__Work instructions__:
Can you reproduce the following data word for word, keeping every line in its original order?

__Dataset records__:
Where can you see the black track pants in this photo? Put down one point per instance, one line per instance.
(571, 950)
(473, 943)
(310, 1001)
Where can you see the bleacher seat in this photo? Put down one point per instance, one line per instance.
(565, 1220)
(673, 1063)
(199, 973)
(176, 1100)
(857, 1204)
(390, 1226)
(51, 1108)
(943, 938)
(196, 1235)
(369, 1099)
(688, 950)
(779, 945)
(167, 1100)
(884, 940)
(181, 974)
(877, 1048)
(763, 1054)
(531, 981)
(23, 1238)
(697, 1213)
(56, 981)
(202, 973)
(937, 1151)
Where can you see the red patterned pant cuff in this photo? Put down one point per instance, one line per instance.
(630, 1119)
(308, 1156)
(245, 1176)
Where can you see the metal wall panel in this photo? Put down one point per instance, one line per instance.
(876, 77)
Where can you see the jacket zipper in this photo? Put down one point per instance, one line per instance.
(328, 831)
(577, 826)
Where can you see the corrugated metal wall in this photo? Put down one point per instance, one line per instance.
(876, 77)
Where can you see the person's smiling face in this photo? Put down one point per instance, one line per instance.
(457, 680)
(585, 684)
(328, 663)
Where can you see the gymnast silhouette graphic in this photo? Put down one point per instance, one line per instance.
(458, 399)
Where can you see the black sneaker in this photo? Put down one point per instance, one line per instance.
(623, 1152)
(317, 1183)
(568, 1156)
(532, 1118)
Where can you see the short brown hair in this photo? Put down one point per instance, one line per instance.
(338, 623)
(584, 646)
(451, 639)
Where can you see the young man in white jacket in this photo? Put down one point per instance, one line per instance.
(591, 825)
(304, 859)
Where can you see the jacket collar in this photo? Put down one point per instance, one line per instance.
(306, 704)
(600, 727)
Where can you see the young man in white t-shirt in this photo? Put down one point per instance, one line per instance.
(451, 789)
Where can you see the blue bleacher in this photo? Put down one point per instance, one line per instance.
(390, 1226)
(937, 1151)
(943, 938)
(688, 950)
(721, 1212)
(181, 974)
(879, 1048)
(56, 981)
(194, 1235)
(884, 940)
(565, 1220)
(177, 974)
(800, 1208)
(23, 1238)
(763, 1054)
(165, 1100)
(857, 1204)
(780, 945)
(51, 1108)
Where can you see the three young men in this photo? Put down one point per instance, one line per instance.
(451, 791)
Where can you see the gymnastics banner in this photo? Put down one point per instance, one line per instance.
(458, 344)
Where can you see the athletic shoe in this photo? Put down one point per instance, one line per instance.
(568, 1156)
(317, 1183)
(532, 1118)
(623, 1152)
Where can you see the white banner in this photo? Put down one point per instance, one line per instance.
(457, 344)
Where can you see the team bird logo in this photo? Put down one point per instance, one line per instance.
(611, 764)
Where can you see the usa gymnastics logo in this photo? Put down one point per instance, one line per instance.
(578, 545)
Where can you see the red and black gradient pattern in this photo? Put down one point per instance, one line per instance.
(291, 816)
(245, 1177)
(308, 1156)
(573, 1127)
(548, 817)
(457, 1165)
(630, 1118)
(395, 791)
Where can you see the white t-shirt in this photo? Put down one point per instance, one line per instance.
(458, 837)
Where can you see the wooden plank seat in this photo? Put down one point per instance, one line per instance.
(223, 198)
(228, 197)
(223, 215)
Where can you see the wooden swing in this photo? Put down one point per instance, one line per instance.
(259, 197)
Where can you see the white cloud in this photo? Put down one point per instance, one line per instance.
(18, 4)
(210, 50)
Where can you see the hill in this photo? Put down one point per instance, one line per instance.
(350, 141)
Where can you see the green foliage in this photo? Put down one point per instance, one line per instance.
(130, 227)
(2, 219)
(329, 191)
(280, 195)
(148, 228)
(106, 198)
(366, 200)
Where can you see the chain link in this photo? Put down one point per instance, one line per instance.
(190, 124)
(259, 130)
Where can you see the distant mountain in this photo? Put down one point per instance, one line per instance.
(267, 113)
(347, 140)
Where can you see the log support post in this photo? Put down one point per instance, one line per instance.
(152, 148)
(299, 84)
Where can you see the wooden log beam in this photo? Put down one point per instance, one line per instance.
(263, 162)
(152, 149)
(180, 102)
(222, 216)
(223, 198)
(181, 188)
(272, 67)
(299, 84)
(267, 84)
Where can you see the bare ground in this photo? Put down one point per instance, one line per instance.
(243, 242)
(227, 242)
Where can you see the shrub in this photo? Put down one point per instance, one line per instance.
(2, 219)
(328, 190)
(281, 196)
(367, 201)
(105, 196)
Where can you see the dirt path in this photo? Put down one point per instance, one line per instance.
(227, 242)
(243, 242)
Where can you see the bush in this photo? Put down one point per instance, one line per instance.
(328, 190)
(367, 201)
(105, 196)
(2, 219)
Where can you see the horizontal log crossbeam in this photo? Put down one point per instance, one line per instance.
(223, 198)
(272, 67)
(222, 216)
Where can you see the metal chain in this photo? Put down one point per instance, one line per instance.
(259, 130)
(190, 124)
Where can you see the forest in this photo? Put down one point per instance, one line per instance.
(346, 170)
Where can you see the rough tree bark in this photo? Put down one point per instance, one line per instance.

__Task output__:
Where can you see the black track pants in this photo? Put down one point per instance, one line per instance.
(571, 950)
(473, 943)
(310, 1001)
Where can you see the bleacher seat in this photo? Put down one point per instance, one line per instance.
(565, 1220)
(673, 1063)
(199, 973)
(176, 1100)
(857, 1204)
(390, 1226)
(51, 1108)
(943, 938)
(196, 1235)
(369, 1099)
(688, 950)
(779, 945)
(167, 1100)
(884, 940)
(181, 974)
(877, 1048)
(763, 1054)
(531, 981)
(23, 1238)
(697, 1213)
(56, 981)
(202, 973)
(937, 1151)
Where can you see the red patterned pant cuff in this photo? Put down one point per instance, one line per instance.
(630, 1119)
(308, 1156)
(245, 1176)
Where can you see the metal wall panel in this photo? Put down one point per instance, one line per instance.
(876, 77)
Where can you see the jacket zipper in this photo? Put down one point per instance, one line per instance.
(328, 831)
(577, 826)
Where can you see the corrugated metal wall in this photo? Put down one point per instance, one line per instance.
(876, 77)
Where can you see the person's smiling face in this photo? Put down one point per instance, one line per instance.
(457, 680)
(585, 684)
(328, 663)
Where can you see the gymnast silhouette graphic in this photo? Put down one point per instance, one line per instance.
(458, 399)
Where can you see the black sneaker in this photo? Put down one point per instance, one line per instance.
(623, 1152)
(317, 1183)
(568, 1156)
(532, 1118)
Where can you see the short brown hair in this photo? Put down one point per instance, one line per instance.
(338, 623)
(584, 646)
(451, 639)
Where can you see the young man in white jacket in this photo? Put down one point per instance, one line per instance.
(591, 825)
(304, 859)
Where can you see the jacket collar in this photo? Put down one point per instance, one line per instance.
(306, 704)
(600, 727)
Where can you see the young man in white t-shirt in this photo? Put down one point per instance, one line per instance.
(451, 789)
Where can you see the blue bleacher in this photo? Put down one point per instance, one line per instance.
(390, 1226)
(937, 1151)
(943, 938)
(688, 950)
(721, 1212)
(181, 974)
(879, 1048)
(56, 981)
(194, 1235)
(884, 940)
(565, 1220)
(177, 974)
(800, 1208)
(23, 1238)
(763, 1054)
(165, 1100)
(857, 1204)
(780, 945)
(51, 1108)
Where can you see the three young men in this photo? Put down one point per instance, one line per instance.
(451, 791)
Where can you see the gymnastics banner in this photo? Put down one point per instance, one line per instance.
(458, 344)
Where can you see the athletic shoe in this photo? Put down one point per instance, one line per instance.
(568, 1156)
(317, 1183)
(532, 1118)
(623, 1152)
Where can you see the white banner in this photo? Put down one point per instance, one line per instance.
(457, 344)
Where can you see the team bird logo in this photo? Put down one point per instance, one line per instance.
(611, 764)
Where can you see the usa gymnastics logo in this photo? Put down one point per instance, one line per instance.
(578, 545)
Where can you see the red and black gradient pattern in this photo? Put down one point per instance, one line per instance.
(291, 816)
(245, 1177)
(308, 1156)
(573, 1127)
(548, 817)
(457, 1165)
(630, 1118)
(395, 791)
Where can you see the white t-shirt in this photo? Put down one point per instance, one line per instance.
(458, 837)
Where can you see the wooden plank seat in this photo? Put down one point per instance, one line per instance.
(223, 198)
(228, 197)
(223, 215)
Where can you see the wooden swing in this photo? Put down one point per instance, one line per instance.
(259, 197)
Where can you see the white cloud in this photo? Put down one point per instance, one line per instance.
(18, 4)
(210, 50)
Where can you see the hill in this photo? Put down one point per instance, one line per instance.
(350, 141)
Where can you see the green foliage in this photo? Put down one point per instance, one line per instance.
(130, 227)
(2, 219)
(329, 191)
(280, 195)
(148, 228)
(106, 198)
(366, 200)
Where can you see the chain link in this photo? Put down one point per instance, one line per instance.
(190, 124)
(259, 130)
Where can you see the distant mountain in this photo? Put down one point per instance, one line per instance.
(267, 113)
(347, 140)
Where can you see the log support post in this photo? Put down one point per instance, one line per instance.
(152, 148)
(299, 84)
Where can you see the wooden log beam in this photo? Put down one point per instance, one line per instance.
(263, 162)
(152, 149)
(180, 102)
(222, 216)
(223, 198)
(181, 188)
(272, 67)
(299, 84)
(267, 84)
Where can you see the bare ground in this photo? Put down one point per instance, one line per instance.
(243, 242)
(227, 242)
Where can you see the shrub in this photo? Put down one point per instance, one line per instance.
(2, 219)
(328, 190)
(281, 196)
(367, 201)
(105, 196)
Where can you see the dirt path in this photo? Put down one point per instance, one line per instance.
(227, 242)
(243, 242)
Where can you see the bush in this photo? Put down one point per instance, one line per instance.
(328, 190)
(367, 201)
(105, 196)
(2, 219)
Where can you see the horizontal log crossbeam in this photo? Put down one point per instance, one line per instance.
(223, 198)
(272, 67)
(222, 216)
Where can you see the metal chain in this photo? Put down one point per instance, one line per instance.
(259, 130)
(190, 124)
Where can you see the forest in this photo? Put down one point per instance, one line per instance.
(346, 170)
Where can you see the rough tree bark in this photo? Put down one point per instance, one line per instance.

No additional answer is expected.